** START **

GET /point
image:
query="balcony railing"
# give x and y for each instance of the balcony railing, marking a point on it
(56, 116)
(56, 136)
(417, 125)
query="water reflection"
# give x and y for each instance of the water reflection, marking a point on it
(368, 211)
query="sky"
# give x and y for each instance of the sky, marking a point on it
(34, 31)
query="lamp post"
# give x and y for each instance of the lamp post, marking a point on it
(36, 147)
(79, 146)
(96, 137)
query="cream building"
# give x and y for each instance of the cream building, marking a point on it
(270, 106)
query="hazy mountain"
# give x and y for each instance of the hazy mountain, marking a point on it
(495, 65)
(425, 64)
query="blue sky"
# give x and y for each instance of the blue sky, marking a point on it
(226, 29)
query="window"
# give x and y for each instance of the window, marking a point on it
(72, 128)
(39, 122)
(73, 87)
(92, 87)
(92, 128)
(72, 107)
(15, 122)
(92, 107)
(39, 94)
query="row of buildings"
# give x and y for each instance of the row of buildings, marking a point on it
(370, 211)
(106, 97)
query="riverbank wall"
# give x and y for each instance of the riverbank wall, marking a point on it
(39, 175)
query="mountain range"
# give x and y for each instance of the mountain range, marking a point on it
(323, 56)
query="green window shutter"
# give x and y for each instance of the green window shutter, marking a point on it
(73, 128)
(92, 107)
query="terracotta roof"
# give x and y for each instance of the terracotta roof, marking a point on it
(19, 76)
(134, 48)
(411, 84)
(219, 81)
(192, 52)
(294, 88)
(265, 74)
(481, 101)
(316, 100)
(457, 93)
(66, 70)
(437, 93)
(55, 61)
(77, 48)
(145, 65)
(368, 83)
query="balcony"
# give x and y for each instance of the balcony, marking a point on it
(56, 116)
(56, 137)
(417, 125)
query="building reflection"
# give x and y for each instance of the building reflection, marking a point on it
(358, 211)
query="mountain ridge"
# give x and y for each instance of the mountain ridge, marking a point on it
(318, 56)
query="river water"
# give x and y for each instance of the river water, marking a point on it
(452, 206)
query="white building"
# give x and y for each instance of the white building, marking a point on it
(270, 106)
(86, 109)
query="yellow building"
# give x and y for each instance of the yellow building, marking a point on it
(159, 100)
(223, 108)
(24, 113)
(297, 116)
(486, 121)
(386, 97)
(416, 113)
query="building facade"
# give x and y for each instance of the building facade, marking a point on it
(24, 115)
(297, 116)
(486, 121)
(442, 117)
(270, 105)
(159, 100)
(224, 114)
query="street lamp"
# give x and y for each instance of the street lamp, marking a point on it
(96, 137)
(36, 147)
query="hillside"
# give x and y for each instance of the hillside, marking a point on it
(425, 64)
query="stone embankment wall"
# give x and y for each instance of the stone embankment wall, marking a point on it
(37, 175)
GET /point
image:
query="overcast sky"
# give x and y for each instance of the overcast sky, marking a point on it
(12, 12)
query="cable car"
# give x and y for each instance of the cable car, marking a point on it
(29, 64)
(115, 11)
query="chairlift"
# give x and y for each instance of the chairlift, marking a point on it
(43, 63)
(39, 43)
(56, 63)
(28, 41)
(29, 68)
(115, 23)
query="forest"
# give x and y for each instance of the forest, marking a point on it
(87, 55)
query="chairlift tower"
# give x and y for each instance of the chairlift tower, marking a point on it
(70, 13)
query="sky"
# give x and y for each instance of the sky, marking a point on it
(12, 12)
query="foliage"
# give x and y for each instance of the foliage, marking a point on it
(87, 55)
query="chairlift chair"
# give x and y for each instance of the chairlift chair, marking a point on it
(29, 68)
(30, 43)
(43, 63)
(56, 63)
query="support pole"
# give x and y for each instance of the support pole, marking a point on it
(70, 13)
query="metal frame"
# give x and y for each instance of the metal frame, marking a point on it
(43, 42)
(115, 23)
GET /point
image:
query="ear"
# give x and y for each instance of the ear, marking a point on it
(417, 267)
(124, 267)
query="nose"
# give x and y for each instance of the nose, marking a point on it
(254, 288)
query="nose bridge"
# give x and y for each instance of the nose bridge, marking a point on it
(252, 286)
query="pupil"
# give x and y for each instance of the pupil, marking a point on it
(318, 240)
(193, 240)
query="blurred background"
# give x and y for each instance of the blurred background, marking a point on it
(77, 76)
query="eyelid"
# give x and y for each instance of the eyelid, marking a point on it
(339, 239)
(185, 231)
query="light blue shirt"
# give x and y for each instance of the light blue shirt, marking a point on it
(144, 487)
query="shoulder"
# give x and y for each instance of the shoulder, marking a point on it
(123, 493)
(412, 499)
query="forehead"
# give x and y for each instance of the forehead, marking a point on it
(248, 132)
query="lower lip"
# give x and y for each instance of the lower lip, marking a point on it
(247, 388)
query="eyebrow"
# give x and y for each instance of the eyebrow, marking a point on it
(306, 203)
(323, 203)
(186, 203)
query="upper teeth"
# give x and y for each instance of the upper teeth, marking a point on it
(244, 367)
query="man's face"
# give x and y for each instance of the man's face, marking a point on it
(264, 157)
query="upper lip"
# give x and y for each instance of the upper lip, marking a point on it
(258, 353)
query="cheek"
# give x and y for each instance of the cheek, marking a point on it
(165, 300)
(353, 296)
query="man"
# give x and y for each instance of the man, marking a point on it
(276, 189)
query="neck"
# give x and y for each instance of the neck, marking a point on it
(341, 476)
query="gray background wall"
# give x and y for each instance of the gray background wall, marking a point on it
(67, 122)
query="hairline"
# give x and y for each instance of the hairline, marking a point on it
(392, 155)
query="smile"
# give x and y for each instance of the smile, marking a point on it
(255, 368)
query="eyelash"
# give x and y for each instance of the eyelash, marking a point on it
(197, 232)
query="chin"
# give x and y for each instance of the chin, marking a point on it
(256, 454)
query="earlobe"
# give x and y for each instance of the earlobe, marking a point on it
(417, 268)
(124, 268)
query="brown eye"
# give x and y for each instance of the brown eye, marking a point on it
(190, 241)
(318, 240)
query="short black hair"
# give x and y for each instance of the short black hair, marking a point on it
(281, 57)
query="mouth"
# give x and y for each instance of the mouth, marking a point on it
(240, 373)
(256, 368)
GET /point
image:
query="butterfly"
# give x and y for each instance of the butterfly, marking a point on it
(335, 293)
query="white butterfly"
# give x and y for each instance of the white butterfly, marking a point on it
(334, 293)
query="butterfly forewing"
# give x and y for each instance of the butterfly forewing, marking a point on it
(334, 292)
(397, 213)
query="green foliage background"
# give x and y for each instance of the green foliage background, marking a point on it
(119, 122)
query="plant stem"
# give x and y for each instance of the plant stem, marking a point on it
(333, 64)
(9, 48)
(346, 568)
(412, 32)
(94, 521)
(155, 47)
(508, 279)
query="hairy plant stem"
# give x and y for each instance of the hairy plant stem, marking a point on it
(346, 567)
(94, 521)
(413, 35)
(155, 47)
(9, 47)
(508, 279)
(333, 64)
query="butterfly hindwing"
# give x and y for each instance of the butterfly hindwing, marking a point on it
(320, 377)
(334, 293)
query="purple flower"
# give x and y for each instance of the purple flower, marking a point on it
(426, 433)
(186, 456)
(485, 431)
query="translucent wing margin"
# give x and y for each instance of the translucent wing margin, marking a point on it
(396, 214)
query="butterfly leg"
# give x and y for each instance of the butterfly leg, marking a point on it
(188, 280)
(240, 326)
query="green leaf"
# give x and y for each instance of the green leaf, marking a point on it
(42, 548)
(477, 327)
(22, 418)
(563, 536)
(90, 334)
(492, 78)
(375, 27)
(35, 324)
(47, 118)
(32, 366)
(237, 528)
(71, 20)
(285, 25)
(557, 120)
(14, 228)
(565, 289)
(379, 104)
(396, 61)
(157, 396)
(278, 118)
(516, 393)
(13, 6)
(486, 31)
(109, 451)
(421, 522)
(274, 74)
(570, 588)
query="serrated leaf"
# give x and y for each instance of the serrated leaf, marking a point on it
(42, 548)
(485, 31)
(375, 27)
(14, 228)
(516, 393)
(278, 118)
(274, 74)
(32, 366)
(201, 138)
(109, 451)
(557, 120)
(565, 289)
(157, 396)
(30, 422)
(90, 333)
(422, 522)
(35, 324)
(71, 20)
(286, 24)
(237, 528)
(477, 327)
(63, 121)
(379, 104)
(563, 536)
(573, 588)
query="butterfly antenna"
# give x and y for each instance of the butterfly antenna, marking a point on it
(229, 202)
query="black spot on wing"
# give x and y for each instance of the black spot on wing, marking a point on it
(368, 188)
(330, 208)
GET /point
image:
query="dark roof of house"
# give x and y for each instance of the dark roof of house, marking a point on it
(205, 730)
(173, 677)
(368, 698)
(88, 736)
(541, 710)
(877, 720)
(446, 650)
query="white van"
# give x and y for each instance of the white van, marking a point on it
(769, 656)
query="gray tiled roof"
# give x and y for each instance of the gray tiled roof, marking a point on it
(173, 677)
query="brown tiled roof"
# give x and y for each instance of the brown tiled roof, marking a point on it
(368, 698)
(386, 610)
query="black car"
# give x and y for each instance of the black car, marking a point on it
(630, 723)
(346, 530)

** END **

SHORT EXERCISE >> Extract every line of the material that contains the string "flower", treating uppercase and lowercase letters as distinct.

CORRECT RESPONSE >>
query="purple flower"
# give x and y for each instance of the purple flower, marking a point on it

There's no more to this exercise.